• **Texte source**
══════════════════════════════

Non seulement il faut faire soi-même de
telles expériences, mais il faut aussi
remarquer celles que font les autres ; car
tous ne passent pas par les mêmes combats,
les mêmes tentations. Mais il est bon de
remarquer ce qui arrive à autrui et de s'en
souvenir, parce qu'on en profite pour
soi-même, et que, quand on trouve d'autres
âmes dans cette même position, on les
console et on les instruit, en leur racontant
comment d'autres s'y sont trouvées et par
quel moyen elles en sont sorties.
Il faut donc tirer parti de tout ce qui se passe
dans notre coeur, bon ou mauvais. Nardin, qui
connaissait beaucoup le Seigneur, parle souvent de
ces expériences-là dans ses sermons.
Bunyan, celui qui a écrit le Voyage du
Chrétien, lorsqu'il fut en prison pour
l'Évangile, écrivait à son
troupeau et citait ses propres expériences.
Il avait passé par de grands combats, et il
disait : « Je vous envoie du miel
que j'ai tiré moi-même de la gueule du
lion ; car les tentations viennent d'abord
à nous comme le lion que Samson
rencontra ; il semble qu'elles vont nous
dévorer ; mais quand, par le secours du
Seigneur, nous les avons vaincues, nous y
trouvons un miel délicieux et fortifiant
dont nous pouvons faire part à nos
frères. Ainsi du fort procède la
douceur, et de celui qui dévorait est
procédée la nourriture
(Juges XIV, 14). C'est une
énigme, les Philistins ne comprennent pas
cela. »
Prenons donc courage, dans quelque position que
nous soyons. Tout tourne au bien de celui qui aime
Dieu, c'est-à-dire qui veut l'aimer et le
servir. Approchons-nous de lui avec
confiance ; soyons sûrs qu'il ne nous.
renverra pas à vide, mais que nous
retirerons toujours quelques
bénédictions, et qu'ensuite nous
pourrons les répandre sur ceux qui nous
écoutent. Celui qui croit en moi, dit
le Sauveur, des fleuves d'eau vive couleront de
lui. (Jean VII, 38). Si nous sommes en lui, sa
grâce habitera en nous, et nos discours
seront toujours assaisonnés de sel, avec
grâce, procurant l'édification
à ceux qui nous écoutent.
(Col. IV, 6).
Rappelons-nous aussi que nous sommes le sel de la
terre. Or, le sel, pour préserver les choses
de se corrompre, doit en être proche ;
si on le tenait dans un sac au coin de la maison,
la viande qui est dans un autre endroit se
pourrirait ; mais on le met parmi la viande
pour la conserver. Ainsi nous devons nous tenir
parmi ceux qui ont besoin d'entendre la bonne
Parole de vérité, et répandre
parmi eux cette Parole comme du sel, pour garder et
sauver leur âme de la corruption. qui
règne dans le monde. Le Seigneur nous a fait
passer des ténèbres à la
lumière, afin que vous annoncions ses
vertus.

══════════════════════════════

• **Données brutes**
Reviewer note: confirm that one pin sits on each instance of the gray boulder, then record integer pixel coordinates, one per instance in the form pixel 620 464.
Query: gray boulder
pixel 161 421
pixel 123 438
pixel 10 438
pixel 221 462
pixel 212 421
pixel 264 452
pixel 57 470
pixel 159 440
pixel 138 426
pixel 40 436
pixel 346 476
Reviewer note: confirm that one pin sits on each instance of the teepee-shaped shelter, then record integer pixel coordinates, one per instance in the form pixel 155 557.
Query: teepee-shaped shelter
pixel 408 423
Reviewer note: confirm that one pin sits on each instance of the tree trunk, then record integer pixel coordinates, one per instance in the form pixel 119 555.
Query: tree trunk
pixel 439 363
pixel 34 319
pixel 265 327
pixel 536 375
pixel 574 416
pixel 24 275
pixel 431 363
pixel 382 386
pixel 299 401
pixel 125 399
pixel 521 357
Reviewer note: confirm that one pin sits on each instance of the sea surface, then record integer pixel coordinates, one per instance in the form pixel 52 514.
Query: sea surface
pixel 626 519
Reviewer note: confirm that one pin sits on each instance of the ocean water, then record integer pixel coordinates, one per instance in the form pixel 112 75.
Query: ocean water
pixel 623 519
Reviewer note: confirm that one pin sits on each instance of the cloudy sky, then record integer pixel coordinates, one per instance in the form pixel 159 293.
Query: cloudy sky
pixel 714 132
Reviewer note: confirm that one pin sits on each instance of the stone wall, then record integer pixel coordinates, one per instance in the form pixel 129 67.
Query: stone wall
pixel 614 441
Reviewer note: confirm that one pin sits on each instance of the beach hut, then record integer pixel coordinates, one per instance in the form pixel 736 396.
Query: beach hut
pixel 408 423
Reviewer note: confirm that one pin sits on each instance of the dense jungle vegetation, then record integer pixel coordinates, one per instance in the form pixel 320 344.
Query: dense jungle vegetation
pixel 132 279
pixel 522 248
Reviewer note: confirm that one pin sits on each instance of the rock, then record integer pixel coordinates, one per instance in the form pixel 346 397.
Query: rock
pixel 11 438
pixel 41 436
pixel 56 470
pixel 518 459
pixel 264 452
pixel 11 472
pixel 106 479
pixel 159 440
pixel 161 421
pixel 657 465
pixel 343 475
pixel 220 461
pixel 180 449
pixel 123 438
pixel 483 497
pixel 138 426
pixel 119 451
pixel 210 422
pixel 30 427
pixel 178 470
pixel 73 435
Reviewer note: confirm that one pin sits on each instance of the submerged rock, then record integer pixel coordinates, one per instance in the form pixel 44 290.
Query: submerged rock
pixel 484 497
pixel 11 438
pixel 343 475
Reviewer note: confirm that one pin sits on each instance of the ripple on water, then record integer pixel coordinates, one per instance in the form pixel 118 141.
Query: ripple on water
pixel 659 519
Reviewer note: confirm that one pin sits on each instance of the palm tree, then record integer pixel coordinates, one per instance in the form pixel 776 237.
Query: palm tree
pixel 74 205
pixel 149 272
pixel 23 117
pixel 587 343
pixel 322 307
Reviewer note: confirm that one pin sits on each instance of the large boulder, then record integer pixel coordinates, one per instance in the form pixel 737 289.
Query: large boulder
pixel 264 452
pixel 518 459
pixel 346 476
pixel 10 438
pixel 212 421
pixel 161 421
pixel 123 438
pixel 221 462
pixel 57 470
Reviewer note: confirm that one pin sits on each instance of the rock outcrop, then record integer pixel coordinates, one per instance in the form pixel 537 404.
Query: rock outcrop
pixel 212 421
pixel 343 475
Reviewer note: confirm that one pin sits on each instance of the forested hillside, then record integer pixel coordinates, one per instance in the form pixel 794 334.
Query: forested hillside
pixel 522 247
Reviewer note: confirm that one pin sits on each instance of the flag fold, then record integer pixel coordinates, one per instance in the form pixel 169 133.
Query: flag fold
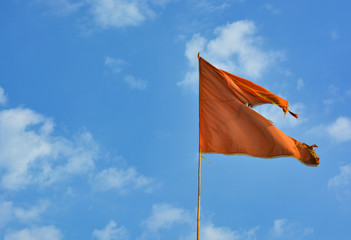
pixel 228 125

══════════════════════════════

• **Objectifs**
A – D'après le texte sur les expériences spirituelles, pourquoi faut-il mettre le sel parmi la viande plutôt que de le garder dans un sac au coin de la maison ? Répondez en une à trois phrases.
B – Selon le texte sur les expériences spirituelles, quel ouvrage Bunyan a-t-il écrit ?
C – Poursuivez, s'il vous plaît, le texte sur les expériences spirituelles à partir de la fin de sa dernière phrase.

• **Réponses**
A – Pour empêcher les choses de se corrompre, le sel doit en être proche. Laissé dans un sac au coin de la maison, il ne protégerait pas la viande placée ailleurs, qui pourrirait. On le met donc parmi la viande pour la conserver.

B – Le Voyage du Chrétien.

C –
Faisons donc valoir les talents que Dieu nous a
confiés ; et si quelques-uns de ceux
qui semblent en avoir reçu plus que nous ne
les font pas valoir, tant pis pour eux, nous savons
ce qui leur est réserve ; que cela ne
nous empêche pas de faire du nôtre le
plus d'usage que nous pouvons. Celui qui travaille
à édifier les autres s'édifie
soi-même ; et tout chrétien qui
néglige le salut de ses frères expose
aussi sa propre âme... ! ***
Il. À Mlle
Sophie.
S’ ATTACHER À JÉSUS,
NON À SES SERVITEURS. – AFFECTIONS
SPIRITUELLES ET AFFECTIONS CHARNELLES. – NE
PAS TOUJOURS SE PLAINDRE.
St-Laurent, le 25
février 1825.
MA CHÈRE SOPHIE,
Votre lettre du 5 courant m'a fait vraiment de la
peine, car vous croyez que. c'est par mépris
et oubli que je ne vous ai pas vue dans mon dernier
voyage en Trièves. Je suis très
éloigné d'en agir de la sorte avec
qui que ce soit, bien moins encore envers ceux qui
m'ont toujours témoigné de
l'affection et de la confiance, pour l'amour de
l'Évangile. Soyez donc persuadée,
chère soeur, que ce n'est pas ma faute si
vous n'avez pu me rencontrer, car je n'ai jamais su
qu'après coup quand vous êtes venue
à Mens, pendant que j'y étais.
Cependant, quelque mortifié que je fusse, de
revenir sans vous avoir parlé, je vois
maintenant que c'est une direction du Seigneur qui,
à n'en pas douter, veut détruire tous
nos faux appuis pour nous obliger à n'avoir
que lui seul pour rocher.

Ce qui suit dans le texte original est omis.